(Dateneinträge)
————

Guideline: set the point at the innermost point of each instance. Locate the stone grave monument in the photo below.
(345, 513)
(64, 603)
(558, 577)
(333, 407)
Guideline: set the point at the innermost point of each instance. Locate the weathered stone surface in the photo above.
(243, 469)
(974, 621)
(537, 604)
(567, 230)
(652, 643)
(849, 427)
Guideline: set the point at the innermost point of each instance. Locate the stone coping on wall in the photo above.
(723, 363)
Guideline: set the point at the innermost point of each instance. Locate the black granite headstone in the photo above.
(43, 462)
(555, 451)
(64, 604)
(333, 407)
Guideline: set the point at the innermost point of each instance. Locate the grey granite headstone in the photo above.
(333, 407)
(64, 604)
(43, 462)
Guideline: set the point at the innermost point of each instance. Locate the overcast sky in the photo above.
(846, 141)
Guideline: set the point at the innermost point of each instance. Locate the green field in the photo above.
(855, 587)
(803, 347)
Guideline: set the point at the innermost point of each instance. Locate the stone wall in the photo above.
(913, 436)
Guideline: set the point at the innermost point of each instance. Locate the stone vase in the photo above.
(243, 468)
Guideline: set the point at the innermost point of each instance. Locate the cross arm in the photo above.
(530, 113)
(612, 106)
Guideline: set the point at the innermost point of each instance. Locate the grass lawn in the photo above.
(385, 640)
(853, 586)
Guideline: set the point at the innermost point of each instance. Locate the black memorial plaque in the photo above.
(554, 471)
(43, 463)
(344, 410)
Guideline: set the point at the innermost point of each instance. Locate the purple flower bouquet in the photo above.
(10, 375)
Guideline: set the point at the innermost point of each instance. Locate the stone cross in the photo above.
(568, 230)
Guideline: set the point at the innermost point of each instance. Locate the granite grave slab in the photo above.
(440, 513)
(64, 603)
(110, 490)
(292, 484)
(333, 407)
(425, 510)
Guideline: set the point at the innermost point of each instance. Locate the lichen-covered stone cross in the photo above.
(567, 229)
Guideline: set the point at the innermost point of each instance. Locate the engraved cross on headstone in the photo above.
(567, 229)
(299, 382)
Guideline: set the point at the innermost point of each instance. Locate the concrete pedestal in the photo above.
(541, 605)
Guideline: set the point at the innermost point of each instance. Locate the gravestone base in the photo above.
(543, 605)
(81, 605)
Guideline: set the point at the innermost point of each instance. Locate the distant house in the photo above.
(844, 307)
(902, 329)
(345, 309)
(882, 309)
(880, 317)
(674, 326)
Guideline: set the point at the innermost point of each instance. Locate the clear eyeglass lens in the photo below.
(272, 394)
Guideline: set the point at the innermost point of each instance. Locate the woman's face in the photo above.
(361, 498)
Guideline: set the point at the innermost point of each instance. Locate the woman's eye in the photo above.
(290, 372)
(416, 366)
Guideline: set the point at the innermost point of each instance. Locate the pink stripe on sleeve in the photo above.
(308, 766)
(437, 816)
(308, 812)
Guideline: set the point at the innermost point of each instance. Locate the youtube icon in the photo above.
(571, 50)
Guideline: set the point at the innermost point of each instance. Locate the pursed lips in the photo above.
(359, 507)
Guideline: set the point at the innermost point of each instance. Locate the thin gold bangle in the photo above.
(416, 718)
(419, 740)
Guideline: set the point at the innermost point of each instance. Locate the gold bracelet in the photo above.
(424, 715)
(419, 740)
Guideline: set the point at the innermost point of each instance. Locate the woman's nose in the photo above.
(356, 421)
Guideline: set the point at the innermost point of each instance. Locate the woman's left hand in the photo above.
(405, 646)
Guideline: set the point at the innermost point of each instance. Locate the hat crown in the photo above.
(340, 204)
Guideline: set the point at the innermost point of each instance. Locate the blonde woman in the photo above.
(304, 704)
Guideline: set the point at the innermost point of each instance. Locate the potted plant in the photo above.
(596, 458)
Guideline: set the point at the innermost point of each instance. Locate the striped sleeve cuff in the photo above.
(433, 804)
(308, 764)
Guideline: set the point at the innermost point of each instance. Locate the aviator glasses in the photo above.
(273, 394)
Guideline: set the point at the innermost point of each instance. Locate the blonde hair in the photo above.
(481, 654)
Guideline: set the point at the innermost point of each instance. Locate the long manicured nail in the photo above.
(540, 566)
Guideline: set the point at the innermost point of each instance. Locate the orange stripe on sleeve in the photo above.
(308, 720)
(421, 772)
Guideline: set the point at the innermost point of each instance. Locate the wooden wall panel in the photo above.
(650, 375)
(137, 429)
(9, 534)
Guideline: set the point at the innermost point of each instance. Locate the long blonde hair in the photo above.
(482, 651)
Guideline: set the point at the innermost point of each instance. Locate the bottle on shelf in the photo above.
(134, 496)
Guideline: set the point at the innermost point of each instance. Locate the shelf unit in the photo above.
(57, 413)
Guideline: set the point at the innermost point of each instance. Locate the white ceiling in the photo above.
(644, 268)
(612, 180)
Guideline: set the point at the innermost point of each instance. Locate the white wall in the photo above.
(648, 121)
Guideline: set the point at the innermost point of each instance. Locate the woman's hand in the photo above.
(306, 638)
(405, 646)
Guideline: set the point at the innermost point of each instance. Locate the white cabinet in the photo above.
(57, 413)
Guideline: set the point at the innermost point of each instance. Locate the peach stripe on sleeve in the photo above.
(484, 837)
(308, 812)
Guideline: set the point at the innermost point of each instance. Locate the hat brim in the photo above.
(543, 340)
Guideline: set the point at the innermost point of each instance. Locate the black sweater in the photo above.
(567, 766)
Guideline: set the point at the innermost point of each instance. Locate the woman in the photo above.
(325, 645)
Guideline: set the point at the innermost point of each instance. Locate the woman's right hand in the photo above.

————

▶ GESTELLTE AUFGABE:
Gib sämtliche Zeilen oben Wort für Wort und ohne jede Änderung wieder.

▶ VOLLSTÄNDIGE AUSGABE:
Guideline: set the point at the innermost point of each instance. Locate the stone grave monument in the photo below.
(345, 513)
(64, 603)
(558, 577)
(333, 407)
Guideline: set the point at the innermost point of each instance. Locate the weathered stone surface in the photo above.
(243, 469)
(974, 621)
(537, 604)
(567, 230)
(652, 643)
(849, 427)
Guideline: set the point at the innermost point of each instance. Locate the stone coping on wall in the photo above.
(723, 363)
Guideline: set the point at the innermost point of each instance. Locate the black granite headstone in the photo above.
(43, 462)
(555, 451)
(64, 604)
(333, 407)
Guideline: set the point at the innermost point of each instance. Locate the grey granite headstone in the photo above.
(333, 407)
(64, 604)
(43, 462)
Guideline: set the point at the innermost point of each instance. Locate the overcast sky in the photo above.
(846, 141)
Guideline: set the point at the innermost point of each instance. Locate the green field in the photo above.
(855, 587)
(803, 347)
Guideline: set the point at the innermost point of each instance. Locate the stone wall in the photo above.
(913, 436)
Guideline: set the point at the innermost point of each instance. Locate the stone vase in the photo above.
(243, 468)
Guideline: set the point at the innermost point of each instance. Locate the cross arm in the photo above.
(530, 113)
(612, 106)
Guideline: set the point at the innermost point of each instance. Locate the grass lawn in the photo above.
(385, 640)
(853, 586)
Guideline: set the point at the innermost point of each instance. Locate the black memorial plaque in the photo above.
(554, 471)
(43, 463)
(344, 410)
Guideline: set the point at the innermost point of each instance. Locate the purple flower bouquet in the photo above.
(10, 375)
Guideline: set the point at the innermost point of each instance. Locate the stone cross in the photo above.
(568, 230)
Guideline: set the point at the innermost point of each instance. Locate the granite grave slab in the photo above.
(440, 513)
(64, 603)
(110, 490)
(292, 484)
(333, 407)
(425, 510)
Guideline: set the point at the innermost point of each instance. Locate the lichen-covered stone cross in the photo above.
(567, 229)
Guideline: set the point at the innermost point of each instance. Locate the engraved cross on headstone in the photo above.
(567, 229)
(299, 382)
Guideline: set the point at the innermost point of each instance. Locate the concrete pedestal in the photo above.
(541, 605)
Guideline: set the point at the innermost point of each instance. Locate the gravestone base in the photo above.
(543, 605)
(81, 605)
Guideline: set the point at the innermost point of each instance. Locate the distant house in the photo above.
(844, 307)
(902, 329)
(345, 309)
(882, 309)
(880, 317)
(674, 326)
Guideline: set the point at the innermost point of each instance. Locate the clear eyeglass lens in the photo below.
(272, 394)
Guideline: set the point at the innermost point of each instance. Locate the woman's face in the photo above.
(361, 498)
Guideline: set the point at the innermost point of each instance. Locate the woman's eye in the photo above.
(290, 372)
(416, 366)
Guideline: set the point at the innermost point of each instance. Locate the pink stripe on sleeve in the photo above.
(308, 766)
(437, 816)
(308, 812)
Guideline: set the point at the innermost point of each instance. Locate the youtube icon in the photo above.
(571, 50)
Guideline: set the point at the innermost point of each instance. Locate the pursed lips in the photo above.
(359, 507)
Guideline: set the point at the innermost point of each instance. Locate the thin gold bangle in the photo above.
(416, 718)
(419, 740)
Guideline: set the point at the innermost point of each instance. Locate the gold bracelet in the photo above.
(424, 715)
(419, 740)
Guideline: set the point at the innermost point of each instance. Locate the woman's nose in the photo above.
(356, 421)
Guideline: set the point at the innermost point of each instance. Locate the woman's left hand in the photo above.
(405, 646)
Guideline: set the point at the innermost point of each instance. Locate the hat crown in the photo above.
(340, 204)
Guideline: set the point at the innermost point of each instance. Locate the blonde woman in the photo above.
(304, 704)
Guideline: set the point at the innermost point of each instance. Locate the potted plant in the photo above.
(596, 458)
Guideline: set the point at the innermost point of each instance. Locate the striped sleeve cuff in the photo above.
(433, 804)
(308, 764)
Guideline: set the point at the innermost point of each instance. Locate the aviator glasses in the photo above.
(273, 394)
Guideline: set the point at the innermost point of each instance. Locate the blonde hair in the photo above.
(481, 654)
Guideline: set the point at the innermost point of each instance. Locate the long manicured nail in the photo above.
(540, 566)
Guideline: set the point at the innermost point of each instance. Locate the orange stripe on sleeve in the photo above.
(308, 720)
(421, 772)
Guideline: set the point at the innermost point of each instance. Locate the wooden wall panel in the photo above.
(650, 375)
(137, 429)
(9, 534)
Guideline: set the point at the innermost point of each instance. Locate the long blonde hair in the photo above.
(482, 651)
Guideline: set the point at the innermost point of each instance. Locate the bottle on shelf in the photo above.
(134, 496)
Guideline: set the point at the innermost point of each instance. Locate the shelf unit in the photo above.
(57, 413)
Guideline: set the point at the innermost point of each instance. Locate the white ceiling in the photo above.
(644, 268)
(612, 180)
Guideline: set the point at the innermost point of each instance. Locate the white wall in the photo above.
(648, 121)
Guideline: set the point at the innermost point of each instance. Locate the woman's hand in the photo above.
(306, 638)
(405, 646)
Guideline: set the point at the innermost point of each instance. Locate the white cabinet in the photo above.
(57, 413)
Guideline: set the point at the innermost point of each instance. Locate the peach stripe on sleeve in the photo above.
(484, 837)
(308, 812)
Guideline: set the point at the innermost point of each instance. Locate the hat brim in the photo above.
(543, 340)
Guideline: set the point at the innermost point of each instance. Locate the black sweater in the photo above.
(567, 766)
Guideline: set the point at the innermost point of each instance. Locate the woman in the photo above.
(325, 645)
Guideline: set the point at the innermost point of each instance. Locate the woman's right hand in the photo above.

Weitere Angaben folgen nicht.